### WHAT TO PRODUCE
Quote the listing below from the line containing "Task: indicate one point per instance of the blue sea" through the end of the listing, with both ends included and every line unchanged.

[Listing of pointing and labeling entries]

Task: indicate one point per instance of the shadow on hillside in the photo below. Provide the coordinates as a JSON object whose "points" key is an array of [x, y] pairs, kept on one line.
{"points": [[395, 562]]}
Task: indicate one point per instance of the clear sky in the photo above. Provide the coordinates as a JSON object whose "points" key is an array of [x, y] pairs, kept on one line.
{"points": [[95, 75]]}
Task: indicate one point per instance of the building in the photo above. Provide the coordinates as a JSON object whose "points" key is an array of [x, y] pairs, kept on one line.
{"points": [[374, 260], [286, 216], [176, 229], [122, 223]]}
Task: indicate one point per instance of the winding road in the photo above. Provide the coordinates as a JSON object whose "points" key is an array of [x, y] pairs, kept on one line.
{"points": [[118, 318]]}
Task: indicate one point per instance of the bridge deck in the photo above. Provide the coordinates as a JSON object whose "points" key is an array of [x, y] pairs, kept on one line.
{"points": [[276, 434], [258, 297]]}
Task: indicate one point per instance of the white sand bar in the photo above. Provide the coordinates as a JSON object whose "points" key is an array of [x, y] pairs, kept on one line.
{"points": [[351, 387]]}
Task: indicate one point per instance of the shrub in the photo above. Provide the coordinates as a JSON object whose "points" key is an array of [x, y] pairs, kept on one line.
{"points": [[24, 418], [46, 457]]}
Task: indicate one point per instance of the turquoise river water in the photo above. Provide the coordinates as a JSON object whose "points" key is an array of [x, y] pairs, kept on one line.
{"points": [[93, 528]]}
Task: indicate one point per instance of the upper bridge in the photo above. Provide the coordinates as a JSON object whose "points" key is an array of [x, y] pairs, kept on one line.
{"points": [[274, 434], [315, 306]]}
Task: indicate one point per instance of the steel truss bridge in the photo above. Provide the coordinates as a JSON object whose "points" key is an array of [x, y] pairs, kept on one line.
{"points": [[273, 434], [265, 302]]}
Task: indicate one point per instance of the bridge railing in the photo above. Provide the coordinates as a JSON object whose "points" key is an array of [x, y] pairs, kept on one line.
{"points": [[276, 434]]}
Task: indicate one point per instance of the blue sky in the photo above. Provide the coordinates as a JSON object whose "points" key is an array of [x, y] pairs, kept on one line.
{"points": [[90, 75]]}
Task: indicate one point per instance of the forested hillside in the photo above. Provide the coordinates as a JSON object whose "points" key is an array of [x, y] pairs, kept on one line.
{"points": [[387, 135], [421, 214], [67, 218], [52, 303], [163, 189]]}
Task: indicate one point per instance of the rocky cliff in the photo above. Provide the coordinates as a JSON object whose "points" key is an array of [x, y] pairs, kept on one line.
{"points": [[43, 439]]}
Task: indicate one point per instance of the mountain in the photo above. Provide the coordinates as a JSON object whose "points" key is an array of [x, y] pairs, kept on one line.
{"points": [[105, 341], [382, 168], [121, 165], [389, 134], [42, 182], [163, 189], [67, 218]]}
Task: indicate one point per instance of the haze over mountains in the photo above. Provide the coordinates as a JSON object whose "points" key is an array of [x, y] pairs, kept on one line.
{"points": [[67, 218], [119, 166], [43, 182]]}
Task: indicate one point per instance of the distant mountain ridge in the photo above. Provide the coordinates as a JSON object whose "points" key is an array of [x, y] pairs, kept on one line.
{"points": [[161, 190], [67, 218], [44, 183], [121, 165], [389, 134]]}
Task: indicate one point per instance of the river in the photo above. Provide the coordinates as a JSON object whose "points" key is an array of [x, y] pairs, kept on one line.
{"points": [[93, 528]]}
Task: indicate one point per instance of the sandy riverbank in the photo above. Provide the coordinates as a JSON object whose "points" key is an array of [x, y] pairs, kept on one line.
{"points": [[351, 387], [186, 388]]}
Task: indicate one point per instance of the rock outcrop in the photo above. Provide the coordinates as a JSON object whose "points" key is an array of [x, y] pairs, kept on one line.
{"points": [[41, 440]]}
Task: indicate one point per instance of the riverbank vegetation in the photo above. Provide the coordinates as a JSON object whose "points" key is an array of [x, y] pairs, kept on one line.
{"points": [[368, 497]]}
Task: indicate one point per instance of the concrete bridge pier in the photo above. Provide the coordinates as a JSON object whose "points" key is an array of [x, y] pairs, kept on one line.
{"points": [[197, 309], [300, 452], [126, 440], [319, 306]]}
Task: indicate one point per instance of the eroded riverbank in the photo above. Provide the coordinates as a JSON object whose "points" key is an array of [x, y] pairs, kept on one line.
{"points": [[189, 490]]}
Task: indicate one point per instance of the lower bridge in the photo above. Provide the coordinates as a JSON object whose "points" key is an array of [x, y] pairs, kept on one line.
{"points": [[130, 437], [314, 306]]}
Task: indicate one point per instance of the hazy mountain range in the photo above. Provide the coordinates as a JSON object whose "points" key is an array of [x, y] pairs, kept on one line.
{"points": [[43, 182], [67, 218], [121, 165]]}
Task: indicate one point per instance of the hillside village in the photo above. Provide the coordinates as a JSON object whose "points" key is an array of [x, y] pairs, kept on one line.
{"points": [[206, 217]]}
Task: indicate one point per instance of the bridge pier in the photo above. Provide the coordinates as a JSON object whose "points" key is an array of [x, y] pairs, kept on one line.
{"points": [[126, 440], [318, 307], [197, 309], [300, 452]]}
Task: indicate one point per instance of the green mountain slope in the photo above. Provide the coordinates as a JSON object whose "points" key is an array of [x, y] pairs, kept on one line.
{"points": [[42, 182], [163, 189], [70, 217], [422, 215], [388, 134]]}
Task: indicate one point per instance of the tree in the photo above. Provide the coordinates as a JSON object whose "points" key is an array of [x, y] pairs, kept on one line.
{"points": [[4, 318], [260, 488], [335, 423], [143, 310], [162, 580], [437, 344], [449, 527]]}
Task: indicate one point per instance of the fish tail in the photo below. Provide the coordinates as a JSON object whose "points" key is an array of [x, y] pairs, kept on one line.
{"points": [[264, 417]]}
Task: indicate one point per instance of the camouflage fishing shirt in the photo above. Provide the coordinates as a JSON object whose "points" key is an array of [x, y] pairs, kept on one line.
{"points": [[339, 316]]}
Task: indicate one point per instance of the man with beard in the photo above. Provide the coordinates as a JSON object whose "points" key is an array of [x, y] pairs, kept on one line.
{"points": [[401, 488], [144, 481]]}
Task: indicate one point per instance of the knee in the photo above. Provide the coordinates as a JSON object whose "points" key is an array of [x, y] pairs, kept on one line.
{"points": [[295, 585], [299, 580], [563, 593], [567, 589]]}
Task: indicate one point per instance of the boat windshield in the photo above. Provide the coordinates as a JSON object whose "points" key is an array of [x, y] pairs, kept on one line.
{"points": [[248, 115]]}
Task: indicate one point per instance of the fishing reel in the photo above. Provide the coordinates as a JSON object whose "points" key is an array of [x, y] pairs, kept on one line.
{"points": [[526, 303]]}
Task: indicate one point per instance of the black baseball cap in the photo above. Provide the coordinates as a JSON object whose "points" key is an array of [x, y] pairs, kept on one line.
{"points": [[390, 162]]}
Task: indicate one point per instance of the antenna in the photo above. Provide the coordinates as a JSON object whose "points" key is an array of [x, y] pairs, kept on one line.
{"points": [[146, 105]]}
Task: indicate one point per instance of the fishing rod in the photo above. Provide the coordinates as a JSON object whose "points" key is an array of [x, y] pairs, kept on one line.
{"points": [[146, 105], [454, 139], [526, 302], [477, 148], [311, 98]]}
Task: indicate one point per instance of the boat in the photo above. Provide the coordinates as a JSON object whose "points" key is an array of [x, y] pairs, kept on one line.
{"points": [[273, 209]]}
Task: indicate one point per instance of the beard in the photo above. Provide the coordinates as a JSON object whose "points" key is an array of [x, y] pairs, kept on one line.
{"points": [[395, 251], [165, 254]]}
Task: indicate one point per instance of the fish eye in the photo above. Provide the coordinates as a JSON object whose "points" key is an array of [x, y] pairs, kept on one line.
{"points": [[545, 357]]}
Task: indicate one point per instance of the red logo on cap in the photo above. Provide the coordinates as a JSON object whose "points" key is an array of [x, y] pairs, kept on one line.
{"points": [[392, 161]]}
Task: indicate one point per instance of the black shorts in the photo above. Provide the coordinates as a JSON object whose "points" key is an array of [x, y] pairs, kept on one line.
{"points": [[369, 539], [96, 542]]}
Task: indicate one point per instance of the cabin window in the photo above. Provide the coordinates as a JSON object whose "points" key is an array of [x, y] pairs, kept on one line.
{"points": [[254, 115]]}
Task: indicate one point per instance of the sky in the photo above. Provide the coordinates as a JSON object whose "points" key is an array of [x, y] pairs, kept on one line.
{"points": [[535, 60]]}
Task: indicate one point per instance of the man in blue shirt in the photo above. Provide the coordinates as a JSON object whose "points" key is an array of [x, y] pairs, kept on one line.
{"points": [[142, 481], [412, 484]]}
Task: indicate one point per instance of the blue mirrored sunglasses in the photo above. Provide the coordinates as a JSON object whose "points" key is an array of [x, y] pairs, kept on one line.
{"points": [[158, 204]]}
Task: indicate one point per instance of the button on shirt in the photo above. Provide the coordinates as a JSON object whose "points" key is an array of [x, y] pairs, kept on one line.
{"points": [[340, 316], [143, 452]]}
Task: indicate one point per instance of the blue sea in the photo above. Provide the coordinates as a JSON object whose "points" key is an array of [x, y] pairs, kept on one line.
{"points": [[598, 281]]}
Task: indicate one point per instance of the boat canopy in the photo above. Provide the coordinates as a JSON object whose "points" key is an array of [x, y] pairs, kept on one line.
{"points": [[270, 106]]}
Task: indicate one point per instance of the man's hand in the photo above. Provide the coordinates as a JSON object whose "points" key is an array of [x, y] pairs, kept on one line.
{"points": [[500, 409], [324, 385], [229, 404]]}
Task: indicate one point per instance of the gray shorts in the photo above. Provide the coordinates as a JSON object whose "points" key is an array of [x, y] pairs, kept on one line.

### TASK SOLUTION
Task: indicate one point per instance of the blue sea in the photo above. Provide the coordinates as a JSON object whose "points" key is an array of [x, y] pairs, kept on one line.
{"points": [[598, 281]]}
Task: indicate one point per instance of the boat canopy in the photo above. Provide the coordinates as a JSON object whose "points" key is an array of [x, y] pairs, kept on one line.
{"points": [[270, 106]]}
Task: indicate one point per instance of the man's hand in the photo above. Provide the coordinates as a JSON object whose "points" key is an array of [x, y] pairs, kept on one line.
{"points": [[500, 409], [324, 385], [229, 404]]}
Task: indicate one point per instance of the gray shorts in the photo above. Provide the coordinates as a JSON object whose "points" key is an array of [x, y] pairs, kept on one line.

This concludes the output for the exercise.